== Set exercise ==
Print each of the rows below word for word, and leave the pictures out.
^^^^^^^^
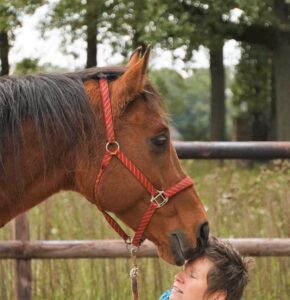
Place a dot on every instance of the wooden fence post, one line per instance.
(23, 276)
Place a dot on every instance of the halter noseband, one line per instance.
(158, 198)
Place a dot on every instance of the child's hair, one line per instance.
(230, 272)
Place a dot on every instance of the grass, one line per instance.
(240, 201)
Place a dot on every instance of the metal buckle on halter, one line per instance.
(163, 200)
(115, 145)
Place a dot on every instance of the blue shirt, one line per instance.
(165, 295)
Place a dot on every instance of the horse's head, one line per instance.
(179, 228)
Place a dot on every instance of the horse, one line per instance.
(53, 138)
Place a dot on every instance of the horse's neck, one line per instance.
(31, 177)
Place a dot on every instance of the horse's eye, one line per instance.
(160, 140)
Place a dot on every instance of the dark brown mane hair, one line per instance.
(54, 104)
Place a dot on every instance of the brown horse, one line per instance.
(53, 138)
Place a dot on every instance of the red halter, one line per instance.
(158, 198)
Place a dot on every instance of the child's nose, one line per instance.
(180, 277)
^^^^^^^^
== Answer to this exercise ==
Place a dot on every instance of the wooden fence post, one line per instance.
(23, 276)
Place a dot on every instance of the halter noseband, one line per instance.
(158, 198)
Place a dot on every instance of the child's hair, one line per instance.
(230, 272)
Place a dot on every instance of the grass, one line per instance.
(240, 201)
Place a dot on every instance of the metal buckle on halter, one line per instance.
(163, 200)
(115, 145)
Place a dot on every instance of the blue shirt, one line per instance.
(165, 295)
Place a dot on every instance of the horse's head, one line per instance.
(179, 228)
Place a dot on every instance of the horse, one line per instance.
(53, 138)
Place a dot on every instance of the horse's neck, one line per instance.
(31, 177)
Place a dot on every instance of the horse's eye, one line per instance.
(160, 140)
Place a dot on every instance of the dark brown mane hair, one line per instance.
(54, 104)
Place a dot on every instance of the brown horse, one line per instance.
(53, 138)
Place a dot on every instance of the red halter, one line per instance.
(158, 198)
Place a dot on every instance of the child's nose, one line per instance.
(180, 277)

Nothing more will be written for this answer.